━━━━━ Entries supplied

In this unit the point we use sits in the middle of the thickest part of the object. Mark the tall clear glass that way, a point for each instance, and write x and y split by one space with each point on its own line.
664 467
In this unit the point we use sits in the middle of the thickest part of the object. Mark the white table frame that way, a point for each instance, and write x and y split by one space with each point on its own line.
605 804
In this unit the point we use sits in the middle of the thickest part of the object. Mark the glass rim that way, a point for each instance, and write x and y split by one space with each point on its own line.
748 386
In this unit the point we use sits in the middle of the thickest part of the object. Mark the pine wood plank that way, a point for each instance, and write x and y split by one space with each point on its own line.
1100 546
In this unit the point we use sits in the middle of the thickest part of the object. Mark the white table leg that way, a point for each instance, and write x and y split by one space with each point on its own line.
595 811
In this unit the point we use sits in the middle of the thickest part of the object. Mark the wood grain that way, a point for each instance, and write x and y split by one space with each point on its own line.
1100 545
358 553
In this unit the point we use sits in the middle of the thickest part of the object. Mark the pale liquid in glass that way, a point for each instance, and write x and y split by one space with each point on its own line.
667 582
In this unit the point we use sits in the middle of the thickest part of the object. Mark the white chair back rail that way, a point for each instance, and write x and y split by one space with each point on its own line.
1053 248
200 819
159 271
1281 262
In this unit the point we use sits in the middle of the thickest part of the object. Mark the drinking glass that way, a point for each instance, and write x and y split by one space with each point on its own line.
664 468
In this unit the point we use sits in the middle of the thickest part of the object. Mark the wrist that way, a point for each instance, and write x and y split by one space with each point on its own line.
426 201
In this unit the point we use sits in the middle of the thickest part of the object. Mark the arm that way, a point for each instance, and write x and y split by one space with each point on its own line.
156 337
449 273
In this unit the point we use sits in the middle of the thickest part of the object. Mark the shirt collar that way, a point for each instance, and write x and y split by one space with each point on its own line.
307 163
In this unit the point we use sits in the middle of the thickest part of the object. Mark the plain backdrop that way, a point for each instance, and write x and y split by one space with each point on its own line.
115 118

━━━━━━━━━━

Short exercise: Render each line of the listing above as a Markdown table with two columns, Row and Line, numbering the rows in order and omitting any blank lines.

Result of this task:
| Row | Line |
|---|---|
| 1 | In this unit the point we use sits in the middle of the thickest part of the object. Mark the tall clear glass that way, a point for each instance, and write x and y split by one space with each point on its own line. |
| 2 | 664 467 |
| 3 | In this unit the point we use sits in the middle of the thickest part of the object. Mark the white table frame that way, a point for each instance, and write x and y split by one space with each point on its own line. |
| 4 | 605 804 |
| 5 | In this unit the point we use sits in the middle of the thickest part of the object. Mark the glass rim that way, a point for each instance, and write x and y split by one space with each point on its own line. |
| 6 | 748 386 |
| 7 | In this unit the point we use sits in the middle of the thickest part of the object. Mark the pine wood plank that way, a point for each instance, and write x and y split by one space with each point on its own line. |
| 8 | 1100 546 |
| 9 | In this unit the point we use sits in the middle of the thickest part of the object. Mark the white table leg that way, a point for each instance, and write x and y split by one space with each point on its own line. |
| 10 | 595 811 |
| 11 | In this unit the point we use sits in the middle of the thickest part of the object. Mark the wood grain that way, a point for each instance, and write x and y split by one space with each point on its own line. |
| 12 | 1100 545 |
| 13 | 358 553 |
| 14 | In this unit the point we use sits in the middle of the thickest part of the object. Mark the pale liquid in glass that way, a point for each instance, and write x and y split by one space with each point on its own line. |
| 15 | 667 582 |
| 16 | In this unit the point we use sits in the middle of the thickest part of the object. Mark the white chair back rail that way, a point for each instance, and write x and y split by one space with each point on its own line. |
| 17 | 1053 248 |
| 18 | 200 819 |
| 19 | 159 271 |
| 20 | 1281 262 |
| 21 | In this unit the point we use sits in the middle of the thickest part of the object. Mark the drinking glass that way, a point for each instance, and write x and y split by one space with each point on its own line. |
| 22 | 664 468 |
| 23 | In this unit the point we use sits in the middle of the thickest part of the object. Mark the wrist that way, a point for each instance, and write x and y split by one space with each point on its own line. |
| 24 | 426 201 |
| 25 | In this unit the point we use sits in the middle of the thickest part of the object. Mark the arm that way, a point for each instance, and write x and y split by one space with each point on its own line. |
| 26 | 156 337 |
| 27 | 449 273 |
| 28 | In this unit the point we use sits in the middle of the thickest part of the object. Mark the shirt collar that way, a point for each instance, and write x and y split by one space with each point on its own line. |
| 29 | 307 163 |
| 30 | In this unit the point we use sits in the middle of the thickest part of the object. Mark the plain backdrop that way, a point for each instance, and write x and y split by one space with each point on its own line. |
| 31 | 115 118 |